Há muita pouca gente fazendo esse tipo de pesquisa, então não existe ainda muita experiência nesse campo. Nosso trabalho é descobrir maneiras éticas de entender o efeito placebo. Isso acontece porque às vezes as pessoas ficam melhores apenas porque se melhora naturalmente com o tempo, ou por remissão espontânea, por exemplo. Esses efeitos não são efeitos placebo. Então é preciso controlar muitos outros fatores.

O tratamento feito com placebo deve entrar em prática clínica?

Tudo na medicina é lento, é uma profissão conservadora. O mais importante é que não se engane o paciente. Então, se o placebo vai ser usado de maneira clínica, é importante que o paciente não seja enganado sobre sua medicação. É dessa maneira honesta que estamos tentando usar o placebo. Temos apenas dois estudos pilotos sobre esse uso, mas esperamos que, no futuro, isso acabe em um novo tipo de intervenção.

Quando usado abertamente o placebo não perde seu efeito terapêutico?

Isso é algo em que todo mundo acredita. Mas temos estudos que apontam na direção de que isso pode não ser verdade. Tudo mundo pensa que as pessoas são muito mais racionais do que na verdade são. Medicina é como um filme, ela tem drama envolvido. Há influências incríveis no lado emocional, físico e intelectual. Apenas pelo fato de se ver envolvido em um drama, já leva a uma diferença. Mas isso tudo é apenas uma hipótese.

**Entradas fornecidas:**

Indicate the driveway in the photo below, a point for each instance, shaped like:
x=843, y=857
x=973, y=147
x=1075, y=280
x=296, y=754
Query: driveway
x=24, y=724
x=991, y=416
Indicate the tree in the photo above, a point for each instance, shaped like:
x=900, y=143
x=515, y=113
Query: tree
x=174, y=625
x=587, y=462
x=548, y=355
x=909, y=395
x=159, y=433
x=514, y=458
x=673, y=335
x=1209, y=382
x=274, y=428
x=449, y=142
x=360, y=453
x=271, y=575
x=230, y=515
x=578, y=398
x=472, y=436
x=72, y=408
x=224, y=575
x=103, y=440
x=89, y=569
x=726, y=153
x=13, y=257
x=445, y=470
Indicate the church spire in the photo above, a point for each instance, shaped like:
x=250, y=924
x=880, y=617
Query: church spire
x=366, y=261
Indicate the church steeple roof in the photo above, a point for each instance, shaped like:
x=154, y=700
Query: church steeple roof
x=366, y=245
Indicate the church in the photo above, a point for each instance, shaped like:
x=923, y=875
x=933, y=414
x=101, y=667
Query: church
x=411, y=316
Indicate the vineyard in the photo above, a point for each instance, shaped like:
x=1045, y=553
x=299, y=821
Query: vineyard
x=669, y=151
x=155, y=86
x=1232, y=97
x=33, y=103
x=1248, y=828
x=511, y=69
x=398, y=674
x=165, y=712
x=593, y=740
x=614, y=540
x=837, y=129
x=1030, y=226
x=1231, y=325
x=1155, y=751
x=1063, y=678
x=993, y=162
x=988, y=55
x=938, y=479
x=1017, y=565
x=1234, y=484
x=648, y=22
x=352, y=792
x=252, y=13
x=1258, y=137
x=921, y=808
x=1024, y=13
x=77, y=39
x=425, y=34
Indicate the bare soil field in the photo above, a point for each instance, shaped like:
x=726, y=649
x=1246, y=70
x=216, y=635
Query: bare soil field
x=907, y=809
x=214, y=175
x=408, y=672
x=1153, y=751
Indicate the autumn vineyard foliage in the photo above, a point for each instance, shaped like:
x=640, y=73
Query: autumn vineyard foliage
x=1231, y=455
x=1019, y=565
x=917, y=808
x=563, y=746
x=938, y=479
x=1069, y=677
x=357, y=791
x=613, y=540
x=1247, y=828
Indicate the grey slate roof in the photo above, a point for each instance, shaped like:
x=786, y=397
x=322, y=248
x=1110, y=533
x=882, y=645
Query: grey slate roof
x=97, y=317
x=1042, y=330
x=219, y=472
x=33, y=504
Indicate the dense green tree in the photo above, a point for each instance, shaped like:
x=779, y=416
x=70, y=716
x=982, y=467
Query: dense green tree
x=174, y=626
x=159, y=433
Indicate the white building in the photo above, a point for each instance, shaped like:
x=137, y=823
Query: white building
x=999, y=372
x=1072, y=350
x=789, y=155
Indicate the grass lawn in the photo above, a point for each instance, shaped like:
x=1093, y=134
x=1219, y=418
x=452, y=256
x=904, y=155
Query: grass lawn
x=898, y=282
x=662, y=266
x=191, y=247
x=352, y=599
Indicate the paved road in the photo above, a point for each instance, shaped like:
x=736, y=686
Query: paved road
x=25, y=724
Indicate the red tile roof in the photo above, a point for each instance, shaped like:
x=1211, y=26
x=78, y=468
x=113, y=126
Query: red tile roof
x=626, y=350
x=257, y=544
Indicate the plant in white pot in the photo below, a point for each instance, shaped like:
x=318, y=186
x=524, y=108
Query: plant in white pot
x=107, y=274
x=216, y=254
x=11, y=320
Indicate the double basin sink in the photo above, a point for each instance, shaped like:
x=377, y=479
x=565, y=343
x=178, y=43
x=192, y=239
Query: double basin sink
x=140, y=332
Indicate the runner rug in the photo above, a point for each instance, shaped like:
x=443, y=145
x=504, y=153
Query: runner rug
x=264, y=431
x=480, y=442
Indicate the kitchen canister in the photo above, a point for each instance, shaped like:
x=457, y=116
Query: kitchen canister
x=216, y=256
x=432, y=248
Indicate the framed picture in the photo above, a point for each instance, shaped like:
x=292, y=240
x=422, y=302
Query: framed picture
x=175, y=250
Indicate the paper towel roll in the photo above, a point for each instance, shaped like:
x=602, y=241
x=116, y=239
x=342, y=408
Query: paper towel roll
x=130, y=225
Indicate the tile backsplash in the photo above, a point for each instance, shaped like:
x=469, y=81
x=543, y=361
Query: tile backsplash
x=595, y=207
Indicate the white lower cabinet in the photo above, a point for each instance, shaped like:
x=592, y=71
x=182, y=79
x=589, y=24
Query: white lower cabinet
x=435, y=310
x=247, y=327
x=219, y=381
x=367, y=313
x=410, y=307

**A fazer:**
Copie na íntegra o texto sobre o efeito placebo, sem nenhuma alteração. As entradas não têm relação com o texto.

**Espaço de resposta:**
Há muita pouca gente fazendo esse tipo de pesquisa, então não existe ainda muita experiência nesse campo. Nosso trabalho é descobrir maneiras éticas de entender o efeito placebo. Isso acontece porque às vezes as pessoas ficam melhores apenas porque se melhora naturalmente com o tempo, ou por remissão espontânea, por exemplo. Esses efeitos não são efeitos placebo. Então é preciso controlar muitos outros fatores.

O tratamento feito com placebo deve entrar em prática clínica?

Tudo na medicina é lento, é uma profissão conservadora. O mais importante é que não se engane o paciente. Então, se o placebo vai ser usado de maneira clínica, é importante que o paciente não seja enganado sobre sua medicação. É dessa maneira honesta que estamos tentando usar o placebo. Temos apenas dois estudos pilotos sobre esse uso, mas esperamos que, no futuro, isso acabe em um novo tipo de intervenção.

Quando usado abertamente o placebo não perde seu efeito terapêutico?

Isso é algo em que todo mundo acredita. Mas temos estudos que apontam na direção de que isso pode não ser verdade. Tudo mundo pensa que as pessoas são muito mais racionais do que na verdade são. Medicina é como um filme, ela tem drama envolvido. Há influências incríveis no lado emocional, físico e intelectual. Apenas pelo fato de se ver envolvido em um drama, já leva a uma diferença. Mas isso tudo é apenas uma hipótese.